*WHAT YOU HAVE TO DO*.
Can you rewrite every line of the records below as a numbered list, dropping any blank lines and leaving the pictures out?
%%
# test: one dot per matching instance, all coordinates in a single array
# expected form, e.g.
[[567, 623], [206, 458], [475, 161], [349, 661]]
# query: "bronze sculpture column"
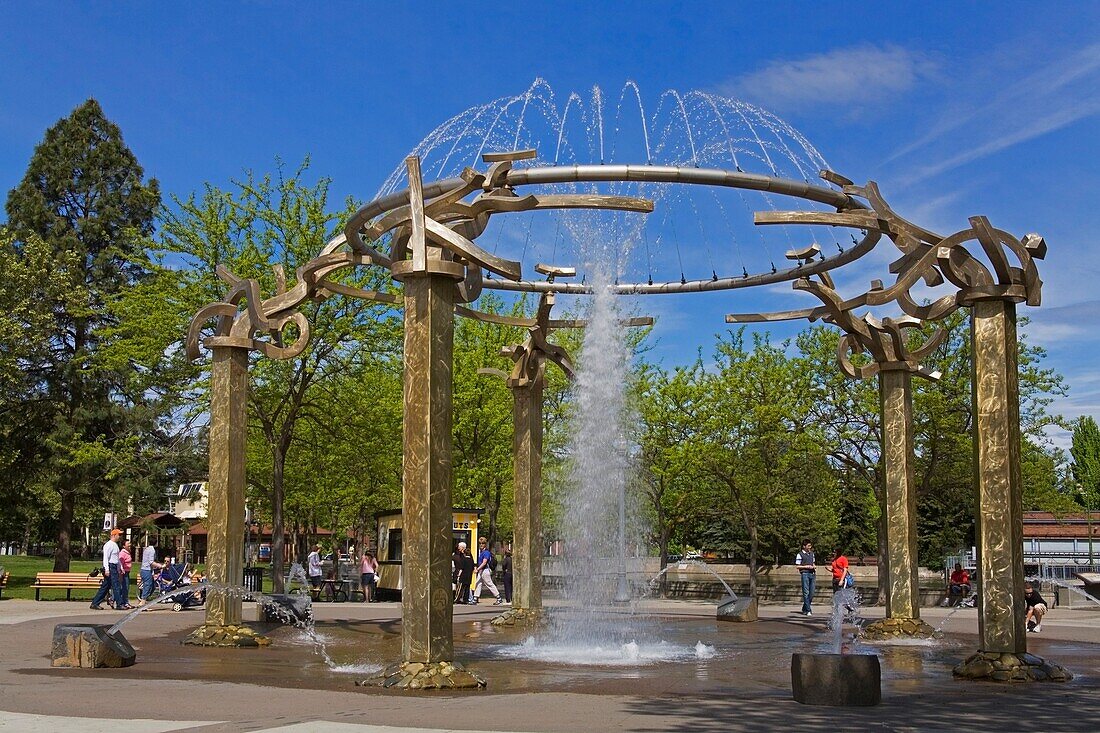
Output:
%%
*THE OUTPUT*.
1. # test: one dot per matching instance, all coordinates in a single array
2. # expected form, e.g.
3. [[567, 623], [206, 458], [475, 161], [349, 661]]
4. # query: "bronze sculpture column"
5. Output:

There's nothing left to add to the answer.